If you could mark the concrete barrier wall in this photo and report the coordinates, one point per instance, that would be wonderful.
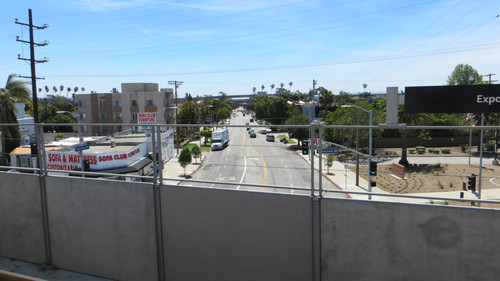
(230, 235)
(21, 228)
(389, 241)
(102, 228)
(106, 229)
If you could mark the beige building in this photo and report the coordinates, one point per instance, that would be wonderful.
(115, 109)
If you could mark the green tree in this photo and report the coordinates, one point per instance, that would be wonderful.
(185, 158)
(409, 119)
(196, 151)
(207, 133)
(14, 91)
(464, 74)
....................
Rewrite every row above, changing "that would be wonderful" to "that would be helpful" and keeping everything else the same. Leave the pictures out of your answer.

» **EXERCISE RESULT**:
If you could mark the concrete barrier wall in this photo and report the coordinates, one point per instance, that would be helpful.
(230, 235)
(21, 228)
(389, 241)
(102, 228)
(106, 229)
If you could mark the beige building in this photo and report the coordinates, one point per instance, that would be helpful.
(115, 109)
If you could mark the green tree in this photo and report the coordinates, one point per instance, that would be helpful.
(185, 158)
(409, 119)
(196, 151)
(207, 133)
(14, 91)
(464, 74)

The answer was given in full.